## TEXTE PRÉSENTÉ
=======

Le fils aîné : il n’a que mépris pour son cadet. Alors que lui est un « juste » qui n’a jamais désobéi au moindre commandement de celui que jamais il n’appelle « père »... Il est jaloux de celui qu’il n’appelle pas non plus son « frère », ce client de prostituées, mais qui mangera le veau gras, alors que lui n’a jamais reçu le moindre chevreau pour festoyer avec ses amis ! Aussi faire la fête avec un père injuste et son fils indigne, jamais ! Ce sera sans lui !
Le serviteur : il ignore qui est vraiment son patron. Il dit en effet que sa joie vient du seul fait que son fils est revenu en bonne santé !

=======

## EXTRAIT DES DONNÉES
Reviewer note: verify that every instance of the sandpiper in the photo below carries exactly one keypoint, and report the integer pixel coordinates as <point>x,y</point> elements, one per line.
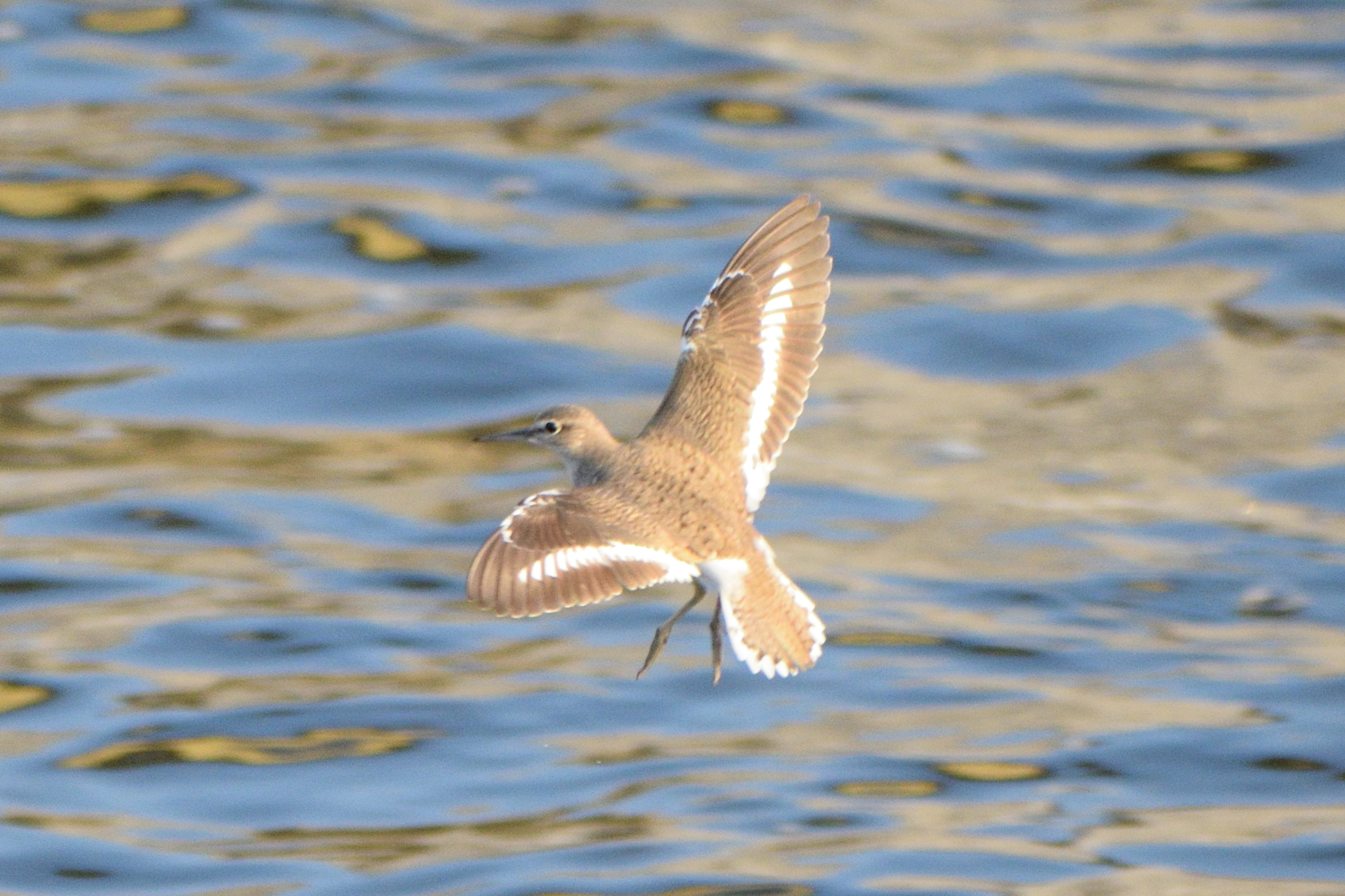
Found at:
<point>677,503</point>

=======

## CONSIGNE
Reproduisez le passage du texte présenté en commençant aux mots « Le fils aîné » et en vous arrêtant après « sera sans lui ! ».

## RÉSULTAT OBTENU
Le fils aîné : il n’a que mépris pour son cadet. Alors que lui est un « juste » qui n’a jamais désobéi au moindre commandement de celui que jamais il n’appelle « père »... Il est jaloux de celui qu’il n’appelle pas non plus son « frère », ce client de prostituées, mais qui mangera le veau gras, alors que lui n’a jamais reçu le moindre chevreau pour festoyer avec ses amis ! Aussi faire la fête avec un père injuste et son fils indigne, jamais ! Ce sera sans lui !